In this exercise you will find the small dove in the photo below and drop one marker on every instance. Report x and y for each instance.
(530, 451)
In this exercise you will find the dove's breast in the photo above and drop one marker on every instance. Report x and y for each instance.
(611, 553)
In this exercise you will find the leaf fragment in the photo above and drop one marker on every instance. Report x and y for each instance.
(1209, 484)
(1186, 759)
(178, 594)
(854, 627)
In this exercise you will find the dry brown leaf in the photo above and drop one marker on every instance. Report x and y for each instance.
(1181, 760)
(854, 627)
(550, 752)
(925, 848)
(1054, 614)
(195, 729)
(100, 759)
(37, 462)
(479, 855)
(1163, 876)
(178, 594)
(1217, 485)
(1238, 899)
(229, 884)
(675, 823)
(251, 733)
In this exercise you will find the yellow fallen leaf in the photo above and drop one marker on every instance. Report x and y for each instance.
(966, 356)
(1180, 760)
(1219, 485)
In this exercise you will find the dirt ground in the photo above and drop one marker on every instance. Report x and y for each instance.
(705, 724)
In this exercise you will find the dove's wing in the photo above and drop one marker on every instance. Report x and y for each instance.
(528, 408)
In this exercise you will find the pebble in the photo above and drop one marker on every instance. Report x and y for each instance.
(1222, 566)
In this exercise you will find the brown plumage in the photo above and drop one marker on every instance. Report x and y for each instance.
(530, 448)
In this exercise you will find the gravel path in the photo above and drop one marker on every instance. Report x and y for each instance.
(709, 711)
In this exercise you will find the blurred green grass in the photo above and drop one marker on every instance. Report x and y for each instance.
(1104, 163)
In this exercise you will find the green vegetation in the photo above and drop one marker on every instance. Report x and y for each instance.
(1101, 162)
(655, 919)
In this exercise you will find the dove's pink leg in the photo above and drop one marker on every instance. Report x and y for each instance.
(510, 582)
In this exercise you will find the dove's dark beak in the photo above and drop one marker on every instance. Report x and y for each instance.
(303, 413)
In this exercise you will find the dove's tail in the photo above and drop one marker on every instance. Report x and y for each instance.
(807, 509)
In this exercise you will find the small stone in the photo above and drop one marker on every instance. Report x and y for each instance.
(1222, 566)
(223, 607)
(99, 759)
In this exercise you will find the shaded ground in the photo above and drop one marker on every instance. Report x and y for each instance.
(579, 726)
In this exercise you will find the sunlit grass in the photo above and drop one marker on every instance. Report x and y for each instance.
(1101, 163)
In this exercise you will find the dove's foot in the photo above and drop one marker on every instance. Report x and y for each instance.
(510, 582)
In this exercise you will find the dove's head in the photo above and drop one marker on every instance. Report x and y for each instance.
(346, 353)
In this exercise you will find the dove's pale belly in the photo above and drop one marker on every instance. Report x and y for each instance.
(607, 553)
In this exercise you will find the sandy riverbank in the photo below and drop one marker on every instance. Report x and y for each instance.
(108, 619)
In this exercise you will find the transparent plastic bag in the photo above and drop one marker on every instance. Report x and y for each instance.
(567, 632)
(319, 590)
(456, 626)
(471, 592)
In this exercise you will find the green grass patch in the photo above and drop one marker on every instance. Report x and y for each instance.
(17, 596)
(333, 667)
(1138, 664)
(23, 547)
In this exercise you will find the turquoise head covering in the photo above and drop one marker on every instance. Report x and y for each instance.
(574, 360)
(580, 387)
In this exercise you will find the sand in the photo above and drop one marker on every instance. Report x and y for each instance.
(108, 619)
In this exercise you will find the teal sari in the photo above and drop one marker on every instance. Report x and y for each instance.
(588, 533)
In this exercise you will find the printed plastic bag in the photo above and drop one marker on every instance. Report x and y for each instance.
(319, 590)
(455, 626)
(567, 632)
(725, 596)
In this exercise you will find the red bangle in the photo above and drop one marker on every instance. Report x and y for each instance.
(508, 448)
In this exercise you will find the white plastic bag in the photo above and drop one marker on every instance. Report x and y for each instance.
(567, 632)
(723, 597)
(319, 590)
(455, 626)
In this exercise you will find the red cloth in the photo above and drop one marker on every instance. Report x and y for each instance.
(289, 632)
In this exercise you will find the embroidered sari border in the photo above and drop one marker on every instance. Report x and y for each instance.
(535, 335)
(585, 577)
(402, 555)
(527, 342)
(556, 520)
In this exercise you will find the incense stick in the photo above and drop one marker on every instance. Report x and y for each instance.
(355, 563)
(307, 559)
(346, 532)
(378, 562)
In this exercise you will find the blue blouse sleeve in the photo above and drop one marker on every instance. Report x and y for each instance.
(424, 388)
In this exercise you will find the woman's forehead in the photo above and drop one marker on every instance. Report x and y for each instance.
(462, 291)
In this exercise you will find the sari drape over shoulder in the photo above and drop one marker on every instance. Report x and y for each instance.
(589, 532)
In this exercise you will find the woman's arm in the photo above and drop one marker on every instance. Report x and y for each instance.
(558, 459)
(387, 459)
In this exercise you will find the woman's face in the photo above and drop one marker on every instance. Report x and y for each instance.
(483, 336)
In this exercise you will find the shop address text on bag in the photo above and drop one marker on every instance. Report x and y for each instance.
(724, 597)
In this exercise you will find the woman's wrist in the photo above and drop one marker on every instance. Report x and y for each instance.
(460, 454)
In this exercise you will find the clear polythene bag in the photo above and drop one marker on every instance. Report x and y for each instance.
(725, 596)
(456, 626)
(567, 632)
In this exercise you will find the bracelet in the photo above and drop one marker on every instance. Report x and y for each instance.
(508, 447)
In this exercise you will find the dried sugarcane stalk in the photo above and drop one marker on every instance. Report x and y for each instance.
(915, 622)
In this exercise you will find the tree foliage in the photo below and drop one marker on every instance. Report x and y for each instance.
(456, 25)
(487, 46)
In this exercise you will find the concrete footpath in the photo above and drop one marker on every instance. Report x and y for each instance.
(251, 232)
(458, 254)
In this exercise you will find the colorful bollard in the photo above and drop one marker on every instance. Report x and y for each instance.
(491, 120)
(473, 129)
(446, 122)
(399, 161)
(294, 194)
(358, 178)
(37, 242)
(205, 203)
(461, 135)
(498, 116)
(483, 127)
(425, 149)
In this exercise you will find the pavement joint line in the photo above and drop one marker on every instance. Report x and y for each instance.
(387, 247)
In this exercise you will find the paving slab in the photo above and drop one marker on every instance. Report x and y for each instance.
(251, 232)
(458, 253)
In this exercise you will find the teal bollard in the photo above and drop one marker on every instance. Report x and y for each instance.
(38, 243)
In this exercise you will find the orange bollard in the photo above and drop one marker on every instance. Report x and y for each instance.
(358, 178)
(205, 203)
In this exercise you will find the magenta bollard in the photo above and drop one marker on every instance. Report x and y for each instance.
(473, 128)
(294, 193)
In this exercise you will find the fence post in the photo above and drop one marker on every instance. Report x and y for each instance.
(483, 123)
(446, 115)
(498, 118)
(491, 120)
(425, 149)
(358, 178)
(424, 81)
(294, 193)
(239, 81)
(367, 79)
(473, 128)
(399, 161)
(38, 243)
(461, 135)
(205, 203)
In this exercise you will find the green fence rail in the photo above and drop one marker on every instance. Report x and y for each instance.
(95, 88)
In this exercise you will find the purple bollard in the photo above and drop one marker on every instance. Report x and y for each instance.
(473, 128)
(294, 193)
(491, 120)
^^^^^^^^^^^^^^^^
#### TO DO:
Make an exact transcription of the entries above.

#### WRITTEN REPLY:
In this exercise you will find the small dove in the photo below and drop one marker on every instance. Report x and y for each instance.
(530, 451)
In this exercise you will find the dove's breast in the photo above and drop one marker on every instance. Report x and y for each instance.
(611, 553)
In this exercise you will find the leaf fragment in the photo above and drop one marker on every instance. Report x and y for each instance.
(1209, 484)
(1186, 759)
(178, 594)
(854, 627)
In this exercise you will find the dry brown leaf in the photo above and drop one marker on every instance. Report x and y for each instance.
(1181, 760)
(854, 627)
(550, 752)
(925, 848)
(1054, 614)
(195, 729)
(100, 759)
(37, 462)
(479, 855)
(1163, 876)
(178, 594)
(1217, 485)
(1238, 899)
(229, 884)
(675, 823)
(251, 733)
In this exercise you will find the yellow fallen leaf in the photo above and drop one marker on every instance. Report x and y for each instance.
(966, 356)
(1180, 760)
(1219, 485)
In this exercise you will find the dirt ground in the photo above and drop one marker on every instance. Report x and y for each instance.
(705, 724)
In this exercise you will find the dove's wing in the photo above and drop one marker on every instance. Report x and y for each instance.
(528, 408)
In this exercise you will find the pebble in the photo above and drop one marker on every instance. Report x and y for each instance.
(1222, 566)
In this exercise you will find the brown plumage in the photo above and drop one marker on every instance. Report x and y for each instance.
(530, 448)
In this exercise you will find the gravel path in the photo above and drop one marker on every instance. Report x and y for each instance.
(709, 711)
In this exercise you will find the blurred green grass in the photo above and drop one marker on every instance. Report x and y for each instance.
(1104, 163)
In this exercise you will find the green vegetation in the photo above and drop one marker on every instance. Report x and y for each instance.
(1101, 162)
(655, 919)
In this exercise you will find the dove's pink leg in the photo above and drop one marker on every instance. Report x and y for each instance.
(510, 582)
In this exercise you will find the dove's dark beak in the photo above and drop one marker on every instance. Report x and y for each instance.
(303, 413)
In this exercise you will find the dove's tail in the photo above and drop one marker on every instance. Report x and y for each instance.
(807, 509)
In this exercise you will find the small stone in the photo above and drop one marker on every instance. Report x and y for each instance.
(1222, 566)
(223, 607)
(99, 759)
In this exercise you will find the shaded ground in the photo above and drop one marker on every instance. Report x and y for each instance.
(579, 726)
In this exercise you will find the sunlit grass in the photo above and drop one marker on every instance. Report x and y for each instance.
(1101, 163)
In this exercise you will find the dove's foot in the photo above and drop one marker on every instance. Report x and y for each instance.
(510, 582)
In this exercise you will find the dove's head in the photo above and drop one marker on every instance. Report x and y for each instance.
(346, 353)
In this exercise you will find the dove's pale belly in the photo above and drop one marker on every instance. Report x and y for each instance.
(607, 553)
In this exercise you will find the sandy riverbank in the photo below and drop one marker on every instance. Report x and y for each instance.
(108, 619)
In this exercise you will find the transparent plastic bag in the photo above and drop one marker on every instance. Report x and y for each instance.
(567, 632)
(319, 590)
(456, 626)
(471, 592)
In this exercise you will find the green grass patch in the photo above and drop one marker on every instance. Report x and y for each instance.
(17, 596)
(333, 667)
(1138, 664)
(23, 547)
In this exercise you will find the turquoise head covering in the photo above and drop one marker on every instance. Report x and y for each instance.
(574, 360)
(580, 387)
In this exercise you will find the sand in the photo above and drop one marker on every instance. Report x and y for each instance.
(108, 619)
In this exercise you will find the teal sari in the photo above and drop one marker on every instance. Report x and y for each instance.
(588, 533)
In this exercise you will find the printed plastic bag in the photo above and drop one marker on every instance. Report x and y for each instance.
(319, 590)
(455, 626)
(567, 632)
(725, 596)
In this exercise you will find the red bangle in the photo above and drop one marker on every instance. Report x and y for each instance.
(508, 448)
In this exercise you will find the white plastic bag in the photo above and drop one marker on every instance. Report x and y for each instance.
(567, 632)
(723, 597)
(319, 590)
(455, 626)
In this exercise you will find the red cloth in the photo above and drop one marker on every instance. Report x and y for each instance.
(289, 632)
In this exercise you will find the embroidered sari border in the photo above and drop one marker on every instance. Report x and y for each instance.
(535, 335)
(585, 577)
(402, 555)
(527, 342)
(556, 520)
In this exercise you will find the incense stick in the photo above and drop one marker on every instance. Report x and y for each instance.
(355, 563)
(307, 559)
(346, 532)
(378, 562)
In this exercise you will find the blue blouse sleeve in the photo above and drop one marker on every instance. Report x and y for each instance.
(424, 388)
In this exercise you will find the woman's forehead in the photo above and drop one marker on every instance. Report x and y for each instance.
(462, 291)
In this exercise you will find the sari drape over shoulder in the photo above and drop one marker on every instance. Report x and y for each instance.
(589, 532)
In this exercise you will find the woman's arm in the photo above and drop one marker on every instance. Report x and y for each instance.
(558, 459)
(387, 459)
In this exercise you will find the woman's face in the photo above and drop one marker on every instance. Report x and y for each instance.
(483, 336)
In this exercise you will find the shop address text on bag in the photo above and drop one marker on every instance. Report x and y for each instance.
(724, 597)
In this exercise you will find the woman's wrist in the photo above and drop one marker on every instance. Report x and y for each instance.
(460, 454)
In this exercise you will find the clear polythene bag in the photo above and drop one marker on every instance. Report x and y for each instance.
(725, 596)
(456, 626)
(567, 632)
In this exercise you will find the bracelet in the photo above and drop one marker on every instance. Report x and y for each instance.
(508, 447)
In this exercise you will find the dried sugarcane stalk in the photo above and drop one marker on every instance. Report x and y for each instance.
(915, 622)
In this exercise you will find the tree foliage in the photo below and drop one marker on every instance. Report x and y for each instance.
(456, 25)
(487, 46)
In this exercise you will find the concrete footpath in the photo above and drop one marker on every instance. Report x and y for each instance.
(251, 232)
(458, 254)
In this exercise you will find the colorful bollard in the photo above and drop one marker on every instance. Report x and y for each instance.
(491, 120)
(473, 129)
(446, 122)
(399, 161)
(294, 194)
(358, 178)
(37, 242)
(205, 203)
(461, 135)
(498, 116)
(483, 127)
(425, 149)
In this exercise you will find the pavement joint line in the photo above and drop one marker on every instance. Report x and y for each instance.
(387, 247)
In this exercise you will find the paving slab in the photo above and drop one marker on every instance. Report x and y for each instance.
(251, 232)
(458, 253)
In this exercise you will find the teal bollard in the photo above and drop one marker on every instance. Report x and y for each instance.
(38, 243)
In this exercise you will find the orange bollard in the photo above and drop one marker on every instance. Report x and y for each instance.
(358, 178)
(205, 203)
In this exercise you will find the magenta bollard in the photo above and drop one marker on every instance. Report x and y for each instance.
(473, 128)
(294, 193)
In this exercise you will find the fence post in the photo above and drop one marker on every instance. Report x and y for each instance.
(483, 123)
(446, 115)
(498, 118)
(491, 120)
(425, 149)
(358, 178)
(424, 81)
(294, 193)
(239, 81)
(367, 79)
(473, 128)
(399, 161)
(38, 243)
(461, 135)
(205, 203)
In this exercise you will find the green fence rail in the photo above and drop one marker on every instance. Report x and y for each instance.
(95, 88)
In this exercise you will find the purple bollard in the photo above and drop one marker on every instance. Report x and y for each instance.
(473, 128)
(294, 193)
(491, 120)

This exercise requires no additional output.